出典本文
= = = =

読書感想『ノルウェイの森』

1.書籍情報

ジャンル:ドラマ 恋愛
鑑賞履歴:2021/6/18(文庫)
公式サイト:
wikipedia:wiki
作者:村上春樹
制作年:1987年
制作国:日本
ページ数:268(上巻)、260(下巻)
発行元:講談社
受賞歴:

2.感想

※※※ 以下、ネタバレありです! ※※※

色々な所で書いていますが、僕が21歳の頃、毎日のように空いた時間があればこの本を手に取り、適当に開いて読みだすという事を繰り返していて、それは1年か2年か、ずっと続けていました。
それこそ、ほとんどの言葉をそらで言える程に読んでいました。
でも、その当時、なんで僕はこの本にそこまで惹かれていたのか?
正直な所、あまり思い出せない所でもあるんですが、読めば涙腺は緩むし、自分自身の不甲斐なさ、というよりも自分自身の不完全さみたいな部分に響いていたんだと思います。
自分自身に対しての悲しいこと、辛いこと、寂しいこと、情けないこと、そういった部分、そういった出来損ないの自分に対してこの本が何かしらの肯定感で足りなさを埋めてくれる感覚だったことだけは感触として覚えています。
具体的に何?と言われれば、それは明確ではないので、感触として、としか言えないのですが。

この本で書かれているのは、18歳から21歳のワタナベ君と直子と緑の3人の話です。
この年代、18歳から21歳というのは、多くの人に取って子供から大人になる通過点のような微妙な期間かと思います。
肉体的にも、精神的にも、社会的にも本当に微妙。
自由になることは増える一方、やったことの責任が本人にそのまま戻ってくる。
そして、完全な大人になる直前の期間で、大人になる為の準備として急速に強さを身に付けなければいけない期間。
おまけに、それは知識として身に付けるよりも、叩かれて、苦しんで身に付けることが多いので痛々しい。
おそらく多くの方にとって、この期間を振り返れば、痛ましく、未熟だったと恥ずかしく感じる期間ではないのかな?と思います。
人は常に変化を求められますが、ここまではっきりと精神的な変化を求められる期間は、人生でそう多くはないように思います。

この3人に限らず、誰もが自分の中に核となる内側の世界を持っていて、その上で人と人が交わる実際に生きていく現実世界にはある程度の順応をさせて、そうして生きていくのが一般的かと思います。

= = = =

提供資料
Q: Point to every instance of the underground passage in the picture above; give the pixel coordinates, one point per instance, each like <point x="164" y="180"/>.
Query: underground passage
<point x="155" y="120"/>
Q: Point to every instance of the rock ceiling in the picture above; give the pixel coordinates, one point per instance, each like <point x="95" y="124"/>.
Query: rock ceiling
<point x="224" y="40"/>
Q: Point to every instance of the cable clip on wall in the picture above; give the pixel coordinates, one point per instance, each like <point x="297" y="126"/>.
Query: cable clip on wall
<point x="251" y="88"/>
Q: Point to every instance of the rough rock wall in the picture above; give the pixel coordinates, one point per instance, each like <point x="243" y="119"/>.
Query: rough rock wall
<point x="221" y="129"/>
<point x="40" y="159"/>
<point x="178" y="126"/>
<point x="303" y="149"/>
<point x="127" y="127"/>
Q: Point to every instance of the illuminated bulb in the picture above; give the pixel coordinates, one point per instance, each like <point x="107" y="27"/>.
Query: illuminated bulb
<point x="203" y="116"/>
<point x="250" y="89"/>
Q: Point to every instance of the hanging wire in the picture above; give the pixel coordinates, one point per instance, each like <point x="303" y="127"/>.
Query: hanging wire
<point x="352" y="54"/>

= = = =

課題
• a. 『ノルウェイの森』の読書感想によると、この本はワタナベ君と直子と緑の3人の何歳から何歳までの話か。
• b. 『ノルウェイの森』の読書感想から、「それこそ、ほとんどの言葉をそらで言える程に読んでいました。」を含む語句で始まり「う多くはないように思います。」で終わる部分を、一字も変えずに書き出しなさい。
• c. 『ノルウェイの森』の読書感想の最後の文に続けて、その先を書き進めなさい。

解答例
• a. 18歳から21歳までの話です。

• b.
それこそ、ほとんどの言葉をそらで言える程に読んでいました。
でも、その当時、なんで僕はこの本にそこまで惹かれていたのか?
正直な所、あまり思い出せない所でもあるんですが、読めば涙腺は緩むし、自分自身の不甲斐なさ、というよりも自分自身の不完全さみたいな部分に響いていたんだと思います。
自分自身に対しての悲しいこと、辛いこと、寂しいこと、情けないこと、そういった部分、そういった出来損ないの自分に対してこの本が何かしらの肯定感で足りなさを埋めてくれる感覚だったことだけは感触として覚えています。
具体的に何?と言われれば、それは明確ではないので、感触として、としか言えないのですが。

この本で書かれているのは、18歳から21歳のワタナベ君と直子と緑の3人の話です。
この年代、18歳から21歳というのは、多くの人に取って子供から大人になる通過点のような微妙な期間かと思います。
肉体的にも、精神的にも、社会的にも本当に微妙。
自由になることは増える一方、やったことの責任が本人にそのまま戻ってくる。
そして、完全な大人になる直前の期間で、大人になる為の準備として急速に強さを身に付けなければいけない期間。
おまけに、それは知識として身に付けるよりも、叩かれて、苦しんで身に付けることが多いので痛々しい。
おそらく多くの方にとって、この期間を振り返れば、痛ましく、未熟だったと恥ずかしく感じる期間ではないのかな?と思います。
人は常に変化を求められますが、ここまではっきりと精神的な変化を求められる期間は、人生でそう多くはないように思います。

• c.
内側の世界という表現は曖昧で、正確にはただの人格なんですが。
ただ、この本に関しては、というよりも村上春樹先生の本に関しては、並列的な世界観が印象的で、僕にとっては人格よりも世界という言葉の方がしっくりきます。
また、人格というにはその存在がストーリー的な空気と音と色を持っているので、そういう意味でも世界という言葉で通して話を進めます。

彼ら3人にとって、現実世界というのは汚らしくて、見苦しくて、無神経で、打算的で、ずる賢い物に見えていたんだと思います。
そして、この辺りの感覚は自分にも確実にありました。
よく言えば、擦れていない、純潔で、まっすぐとした価値観なんでしょうし、悪く言えば、協調性がなく、独りよがりで、面白みのない価値観なんだと思います。
なので、ワタナベ君を始め、彼らは現実世界の多くの人と相容れないです。
学生運動に励む同年代の者達や、新宿のレコード店に屯する若者達や、そして酒や女や賭け事に酔う者達と。
それでも現実世界で自分を保ち、接点を持って生きていかなくてはならない。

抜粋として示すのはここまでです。